Copy every one of the items below word for word, changing nothing.

━━━ The data ━━━

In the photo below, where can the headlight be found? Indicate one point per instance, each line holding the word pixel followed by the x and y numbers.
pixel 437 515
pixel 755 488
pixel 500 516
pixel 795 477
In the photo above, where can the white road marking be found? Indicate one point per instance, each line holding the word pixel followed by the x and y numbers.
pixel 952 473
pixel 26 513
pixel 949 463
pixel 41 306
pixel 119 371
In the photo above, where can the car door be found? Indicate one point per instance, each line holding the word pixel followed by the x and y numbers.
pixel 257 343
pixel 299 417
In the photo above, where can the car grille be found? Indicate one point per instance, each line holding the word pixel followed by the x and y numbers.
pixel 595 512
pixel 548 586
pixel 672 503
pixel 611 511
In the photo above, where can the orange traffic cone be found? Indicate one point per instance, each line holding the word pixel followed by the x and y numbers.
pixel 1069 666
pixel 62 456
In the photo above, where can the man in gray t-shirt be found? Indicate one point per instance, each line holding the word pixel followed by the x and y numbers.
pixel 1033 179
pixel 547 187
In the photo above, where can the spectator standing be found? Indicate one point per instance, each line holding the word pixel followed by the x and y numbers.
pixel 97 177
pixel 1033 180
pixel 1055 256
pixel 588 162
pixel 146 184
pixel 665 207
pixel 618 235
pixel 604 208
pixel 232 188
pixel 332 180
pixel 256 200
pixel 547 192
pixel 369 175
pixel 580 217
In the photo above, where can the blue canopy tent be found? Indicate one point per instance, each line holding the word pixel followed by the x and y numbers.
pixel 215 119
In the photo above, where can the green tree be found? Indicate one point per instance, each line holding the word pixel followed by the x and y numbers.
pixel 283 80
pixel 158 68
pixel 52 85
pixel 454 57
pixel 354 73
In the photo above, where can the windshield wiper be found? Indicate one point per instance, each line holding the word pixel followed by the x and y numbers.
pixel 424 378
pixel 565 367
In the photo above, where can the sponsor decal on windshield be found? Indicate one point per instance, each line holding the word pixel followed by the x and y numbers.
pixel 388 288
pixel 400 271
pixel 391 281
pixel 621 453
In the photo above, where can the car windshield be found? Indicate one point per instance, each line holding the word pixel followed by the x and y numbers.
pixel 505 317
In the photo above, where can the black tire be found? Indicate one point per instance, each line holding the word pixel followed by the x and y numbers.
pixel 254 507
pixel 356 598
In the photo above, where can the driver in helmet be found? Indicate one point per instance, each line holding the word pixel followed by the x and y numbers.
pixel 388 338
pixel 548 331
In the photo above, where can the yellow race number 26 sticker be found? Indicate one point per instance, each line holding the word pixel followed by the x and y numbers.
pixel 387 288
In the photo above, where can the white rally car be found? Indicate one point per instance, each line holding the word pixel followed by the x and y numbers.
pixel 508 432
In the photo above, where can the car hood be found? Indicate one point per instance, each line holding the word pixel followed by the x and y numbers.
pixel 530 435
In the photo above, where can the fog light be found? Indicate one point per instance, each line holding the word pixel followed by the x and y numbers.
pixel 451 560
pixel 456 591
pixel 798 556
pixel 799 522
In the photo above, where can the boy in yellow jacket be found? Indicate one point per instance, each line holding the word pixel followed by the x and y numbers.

━━━

**Task answer**:
In the photo below, where can the headlight be found? Indicate one point per instance, each line holding the word pixel followed by the x and y numbers.
pixel 437 515
pixel 755 488
pixel 500 516
pixel 795 477
In the photo above, where can the white road marking be found? Indicate one point per instance, each line holding the word pixel followed by the x and y numbers.
pixel 952 473
pixel 26 513
pixel 949 463
pixel 41 306
pixel 119 371
In the photo above, where can the car door be found? Indicate one point per instance, each line holding the word pixel followed by the x and y numbers.
pixel 257 343
pixel 299 417
In the photo above, where can the car grille be found? Indicate one point per instance, each line holding the word pixel followed by the x and y numbers.
pixel 595 512
pixel 548 586
pixel 672 503
pixel 611 511
In the photo above, where can the orange traffic cone be found? Indicate one point per instance, each line holding the word pixel followed by the x and y numbers.
pixel 1069 666
pixel 62 456
In the photo above, where can the man in gray t-shirt be found? Indicate one point per instance, each line holding the word pixel followed by the x and y numbers.
pixel 1033 179
pixel 547 187
In the photo above, where can the spectator standing be found? Indicate one point per instance, each line holding the word pixel followed by the x and y numbers.
pixel 97 177
pixel 1033 180
pixel 1055 256
pixel 588 162
pixel 146 184
pixel 665 207
pixel 618 235
pixel 604 208
pixel 232 188
pixel 332 180
pixel 256 200
pixel 547 192
pixel 369 175
pixel 580 217
In the photo above, where can the blue canopy tent be found? Indicate one point per instance, each line holding the word pixel followed by the x and y numbers.
pixel 215 119
In the photo above, where can the green tree be found? Indicate one point per instance, each line holding the word pixel followed by the x and y numbers.
pixel 283 80
pixel 158 68
pixel 52 85
pixel 454 57
pixel 354 73
In the photo above, where can the windshield wiper be found? Indicate one point per instance, each line holding the word pixel followed by the x and y numbers.
pixel 424 378
pixel 565 367
In the photo above, where can the sponsor decal on windshield be found? Indicate one point per instance, each line holding the word pixel followed by the x and y numbers.
pixel 388 288
pixel 400 271
pixel 391 281
pixel 621 453
In the photo above, where can the car windshield be found? Indicate one point per instance, each line holding the word pixel followed by the x and y numbers.
pixel 505 317
In the photo above, where can the black tire be found? Indicate one point per instance, each line holding the word pixel followed by the x and y numbers.
pixel 254 507
pixel 356 598
In the photo above, where can the driver in helmet be found? Indicate one point per instance, each line holding the word pixel followed by the x and y numbers.
pixel 388 338
pixel 548 331
In the photo above, where can the yellow race number 26 sticker be found? Indicate one point per instance, each line holding the word pixel followed by the x and y numbers.
pixel 387 288
In the photo above, where can the white rally car be found? Indicate one point per instance, each line holding the word pixel followed by the x and y numbers.
pixel 508 432
In the photo above, where can the car hood be found? Indicate one point per instance, each line holding the word pixel followed by the x and y numbers.
pixel 530 435
In the photo above, where can the fog light be found? Indicate one point per instance, each line holding the word pixel followed by the x and y numbers.
pixel 451 560
pixel 456 591
pixel 798 556
pixel 799 522
In the photo above, where can the boy in yellow jacket be found? Indicate one point per instance, each line holding the word pixel followed by the x and y numbers.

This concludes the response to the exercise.